(TASK BRIEF) Please copy the rows below as a numbered list, leaving out any blank lines. Begin at the line that contains "Existence check for any flower" and stop after the line that contains "22 0 1270 949".

== INFORMATION SUPPLIED ==

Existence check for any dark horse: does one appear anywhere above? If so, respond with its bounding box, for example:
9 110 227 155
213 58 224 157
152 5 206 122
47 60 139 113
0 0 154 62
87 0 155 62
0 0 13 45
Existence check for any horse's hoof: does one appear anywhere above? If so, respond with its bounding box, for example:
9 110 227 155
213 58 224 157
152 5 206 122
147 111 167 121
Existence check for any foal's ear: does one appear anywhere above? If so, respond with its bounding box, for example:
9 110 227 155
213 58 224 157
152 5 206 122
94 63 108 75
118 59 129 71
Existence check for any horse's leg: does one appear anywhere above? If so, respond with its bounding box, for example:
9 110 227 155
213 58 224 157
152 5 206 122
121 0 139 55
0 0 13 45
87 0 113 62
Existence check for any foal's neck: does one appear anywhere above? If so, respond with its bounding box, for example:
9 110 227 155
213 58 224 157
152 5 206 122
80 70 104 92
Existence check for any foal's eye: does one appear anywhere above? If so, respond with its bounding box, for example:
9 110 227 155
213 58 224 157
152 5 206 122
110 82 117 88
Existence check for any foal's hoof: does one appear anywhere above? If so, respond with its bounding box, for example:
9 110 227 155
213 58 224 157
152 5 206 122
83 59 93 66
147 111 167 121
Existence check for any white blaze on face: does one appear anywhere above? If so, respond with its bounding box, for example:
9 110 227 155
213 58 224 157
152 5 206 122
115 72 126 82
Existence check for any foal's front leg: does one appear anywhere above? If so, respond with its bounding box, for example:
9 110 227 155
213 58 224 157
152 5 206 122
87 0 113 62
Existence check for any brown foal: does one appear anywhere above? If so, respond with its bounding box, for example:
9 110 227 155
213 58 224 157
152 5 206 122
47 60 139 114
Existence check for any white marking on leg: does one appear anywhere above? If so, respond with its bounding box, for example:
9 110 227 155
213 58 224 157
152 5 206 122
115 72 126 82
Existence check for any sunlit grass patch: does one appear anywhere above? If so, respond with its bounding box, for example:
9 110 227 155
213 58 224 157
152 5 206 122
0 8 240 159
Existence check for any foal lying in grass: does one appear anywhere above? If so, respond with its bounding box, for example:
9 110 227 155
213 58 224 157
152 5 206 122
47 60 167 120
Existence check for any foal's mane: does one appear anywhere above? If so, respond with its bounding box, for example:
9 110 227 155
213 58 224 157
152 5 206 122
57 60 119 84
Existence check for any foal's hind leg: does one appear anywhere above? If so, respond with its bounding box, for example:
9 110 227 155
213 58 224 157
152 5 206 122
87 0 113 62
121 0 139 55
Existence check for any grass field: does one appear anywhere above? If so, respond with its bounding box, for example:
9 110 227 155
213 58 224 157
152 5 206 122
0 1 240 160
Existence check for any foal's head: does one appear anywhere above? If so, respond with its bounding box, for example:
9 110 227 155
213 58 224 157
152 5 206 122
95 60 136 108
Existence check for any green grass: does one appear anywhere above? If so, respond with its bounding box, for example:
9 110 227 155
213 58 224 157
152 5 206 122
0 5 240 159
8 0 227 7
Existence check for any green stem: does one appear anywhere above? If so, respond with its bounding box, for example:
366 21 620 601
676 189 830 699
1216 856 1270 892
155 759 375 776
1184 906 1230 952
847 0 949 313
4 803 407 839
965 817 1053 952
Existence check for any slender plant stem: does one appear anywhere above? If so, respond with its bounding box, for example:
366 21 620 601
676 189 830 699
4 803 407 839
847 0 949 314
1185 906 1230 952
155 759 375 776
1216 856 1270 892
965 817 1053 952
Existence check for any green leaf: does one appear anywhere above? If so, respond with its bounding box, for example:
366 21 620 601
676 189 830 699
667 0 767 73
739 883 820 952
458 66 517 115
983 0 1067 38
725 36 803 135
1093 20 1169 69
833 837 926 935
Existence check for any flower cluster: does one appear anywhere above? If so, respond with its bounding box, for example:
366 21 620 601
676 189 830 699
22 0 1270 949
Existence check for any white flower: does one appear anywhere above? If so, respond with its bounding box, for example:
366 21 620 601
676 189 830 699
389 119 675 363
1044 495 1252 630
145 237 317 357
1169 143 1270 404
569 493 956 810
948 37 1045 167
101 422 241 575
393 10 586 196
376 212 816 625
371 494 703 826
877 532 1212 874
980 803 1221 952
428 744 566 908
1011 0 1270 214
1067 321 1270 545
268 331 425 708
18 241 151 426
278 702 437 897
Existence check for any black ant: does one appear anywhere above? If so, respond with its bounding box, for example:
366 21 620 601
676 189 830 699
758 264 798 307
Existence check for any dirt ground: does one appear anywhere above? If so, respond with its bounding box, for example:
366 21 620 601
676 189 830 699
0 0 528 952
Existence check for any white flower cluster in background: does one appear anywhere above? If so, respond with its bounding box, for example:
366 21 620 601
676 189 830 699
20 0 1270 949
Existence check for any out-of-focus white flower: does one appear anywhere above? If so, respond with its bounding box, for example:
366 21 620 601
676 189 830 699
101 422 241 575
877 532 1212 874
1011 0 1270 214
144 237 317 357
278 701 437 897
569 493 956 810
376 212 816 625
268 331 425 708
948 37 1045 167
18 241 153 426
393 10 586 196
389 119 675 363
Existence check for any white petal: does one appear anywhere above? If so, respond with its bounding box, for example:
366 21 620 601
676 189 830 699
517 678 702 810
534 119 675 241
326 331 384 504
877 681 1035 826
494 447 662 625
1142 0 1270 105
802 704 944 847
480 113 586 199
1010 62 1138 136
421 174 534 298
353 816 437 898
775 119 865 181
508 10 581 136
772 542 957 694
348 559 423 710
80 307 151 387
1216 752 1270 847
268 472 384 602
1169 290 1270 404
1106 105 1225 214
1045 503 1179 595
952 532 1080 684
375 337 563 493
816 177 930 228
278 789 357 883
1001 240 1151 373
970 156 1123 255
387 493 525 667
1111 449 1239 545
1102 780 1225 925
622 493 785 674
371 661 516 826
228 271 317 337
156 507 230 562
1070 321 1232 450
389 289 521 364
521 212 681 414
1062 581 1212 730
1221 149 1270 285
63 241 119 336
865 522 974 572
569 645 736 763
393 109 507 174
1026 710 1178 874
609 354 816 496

===
== INFORMATION SUPPLIED ==

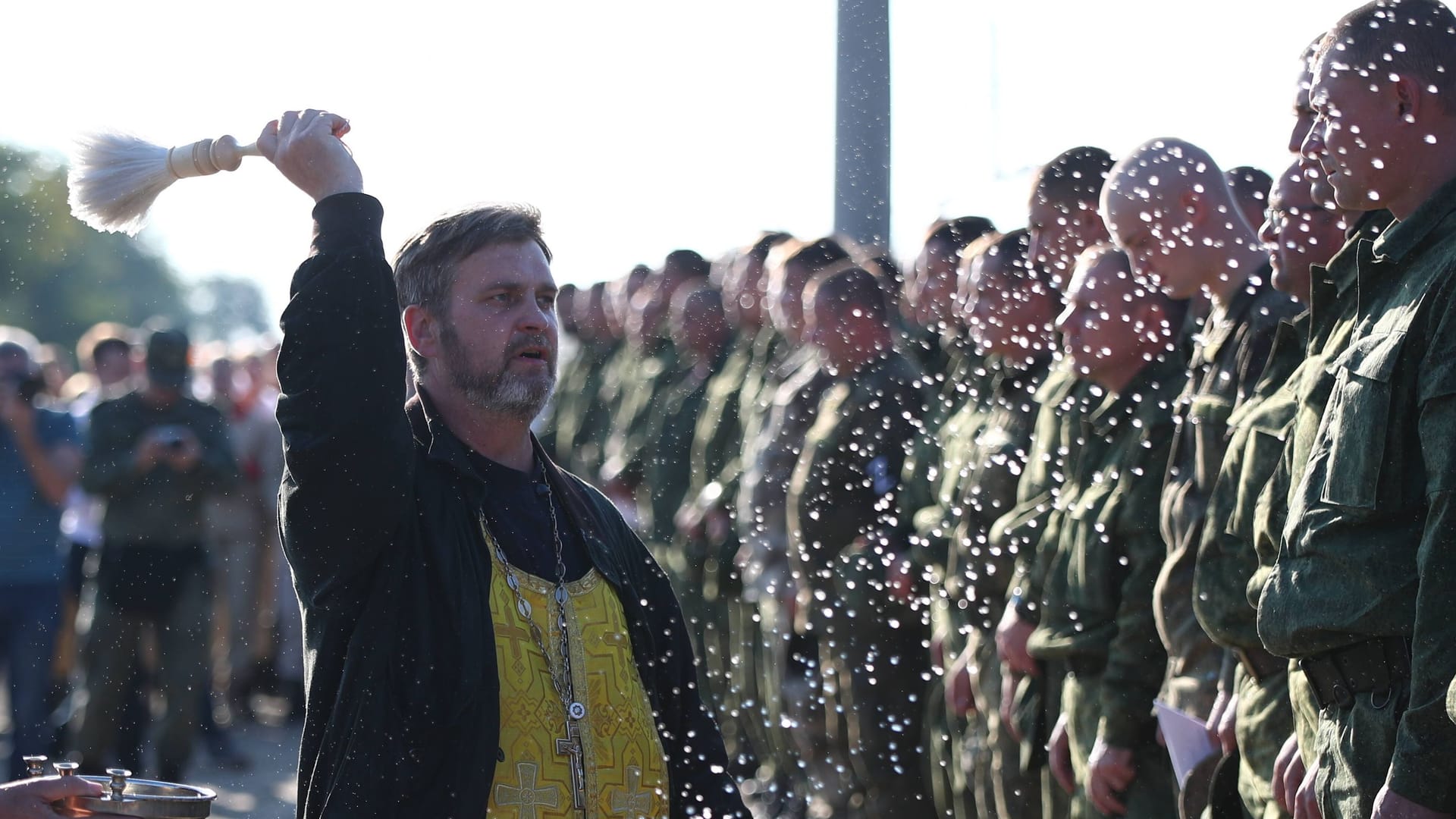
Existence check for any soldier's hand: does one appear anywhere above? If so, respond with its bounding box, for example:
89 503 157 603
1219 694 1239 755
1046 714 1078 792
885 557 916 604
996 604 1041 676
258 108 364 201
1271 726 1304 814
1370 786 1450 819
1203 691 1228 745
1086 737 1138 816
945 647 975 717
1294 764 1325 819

===

(COMPLETED EXERCISE)
1. Existence check for any flower cluster: does one appear anywhere above? If so, respond with its bounding box, for example:
2. 366 21 620 601
3. 676 189 830 699
4. 22 0 1270 949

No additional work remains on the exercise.